** Opening Data listing block **
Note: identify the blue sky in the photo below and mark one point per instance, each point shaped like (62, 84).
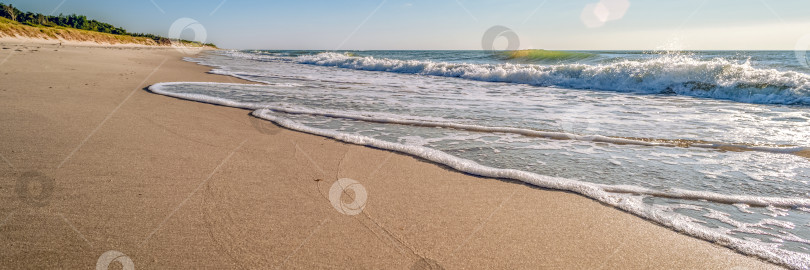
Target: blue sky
(451, 24)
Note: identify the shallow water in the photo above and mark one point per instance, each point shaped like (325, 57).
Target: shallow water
(713, 144)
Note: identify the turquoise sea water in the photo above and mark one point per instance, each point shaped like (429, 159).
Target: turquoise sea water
(711, 144)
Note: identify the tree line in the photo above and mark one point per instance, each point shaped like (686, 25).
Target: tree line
(74, 21)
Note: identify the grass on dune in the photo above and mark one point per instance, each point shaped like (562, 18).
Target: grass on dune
(9, 28)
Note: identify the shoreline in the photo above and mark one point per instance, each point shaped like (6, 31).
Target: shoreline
(249, 194)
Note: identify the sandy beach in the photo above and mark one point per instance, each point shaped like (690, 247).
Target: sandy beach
(105, 165)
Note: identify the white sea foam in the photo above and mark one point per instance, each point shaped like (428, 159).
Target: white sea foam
(624, 197)
(669, 74)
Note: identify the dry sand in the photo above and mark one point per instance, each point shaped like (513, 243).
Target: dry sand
(180, 184)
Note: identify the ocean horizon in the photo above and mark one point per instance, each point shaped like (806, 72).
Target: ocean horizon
(712, 144)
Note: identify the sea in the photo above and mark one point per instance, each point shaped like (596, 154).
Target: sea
(711, 144)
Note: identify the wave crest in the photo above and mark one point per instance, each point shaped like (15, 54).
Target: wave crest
(667, 74)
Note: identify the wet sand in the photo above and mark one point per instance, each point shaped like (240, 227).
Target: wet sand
(92, 162)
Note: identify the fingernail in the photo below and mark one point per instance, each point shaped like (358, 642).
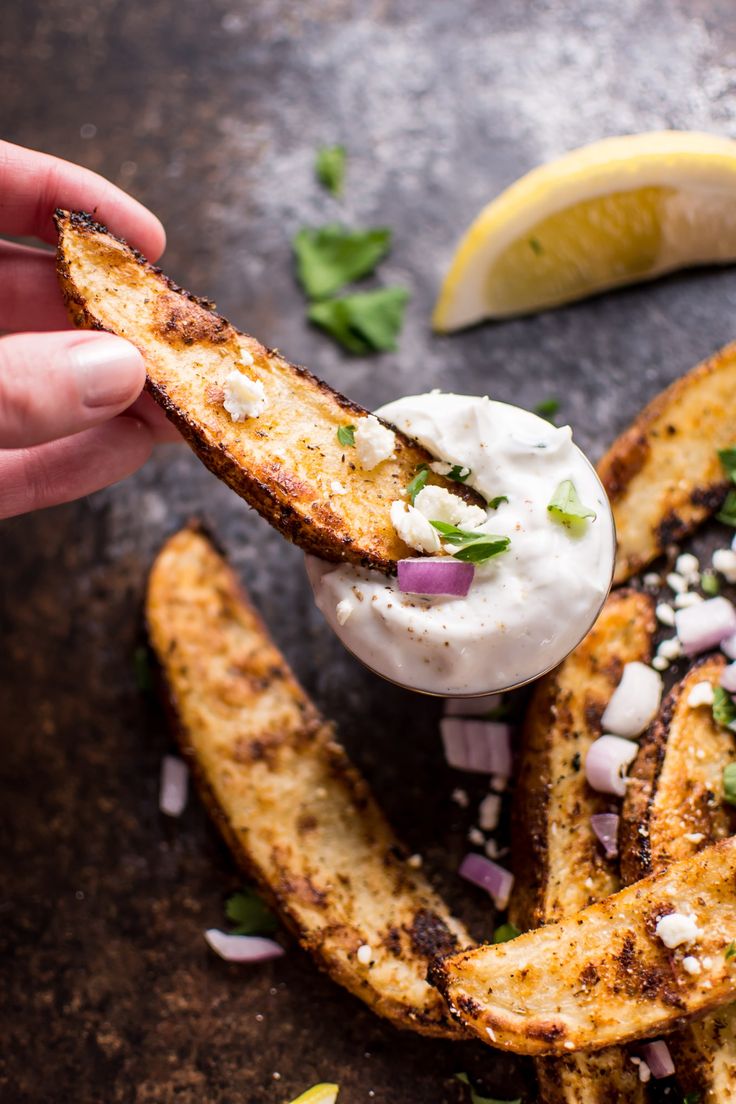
** Closing Data listing block **
> Exercise objective:
Return every entry word for word, but drop any pictures.

> Answer to this problem:
Note: identify the blue sky in the photo below and mark one point per instance, each point shaped like (62, 84).
Target: blue sky
(451, 24)
Note: identify the shallow water in the photo above and mark one point per instance, each point shaped like (325, 57).
Target: shallow water
(713, 144)
Note: identify the turquoise sea water in the photo above and mark one point per instance, each point shaped like (429, 159).
Target: turquoise sea water
(711, 144)
Note: identify the tree line in the photo above and mark one point per instance, each point shaped like (686, 25).
Target: tree line
(74, 21)
Note: identify the grass on dune in the photo above and mark one point per instance, each point shaped like (562, 18).
Target: grass on dune
(9, 28)
Note: identify the shoreline in the photo above and mark one point per instance, each point shaped like (6, 31).
Target: shoreline
(249, 194)
Note: identify the sandy beach in the photo above and mark one point per instance, each point shaped like (690, 247).
Target: sandy beach
(105, 165)
Note: identify the white sea foam in the photo above and mark one point per instance, each point shaped like (428, 159).
Target: white sea foam
(624, 197)
(669, 74)
Note: identify the dry sand in the photo above and mark one point per instance, each point shaped like (513, 243).
Target: dry sand
(180, 184)
Note: identify the ocean horizon in the photo above and mark one point per instance, each point shaped like (806, 72).
Target: ocean horizon
(712, 144)
Note: identify the sea in the photo above and mark one point per instance, each point shaped like (596, 154).
Target: sea
(711, 144)
Note: identify the wave crest in the photo above and mark one point per instance, each point shaped like (15, 54).
Target: wave crest
(667, 74)
Note: identify the wet sand in the photo above and mark one point per instance, each point shaped like (240, 227).
Target: wet sand
(92, 162)
Note: identify the fingernail in the photo below and mark one point per instance, each point shaped like (358, 642).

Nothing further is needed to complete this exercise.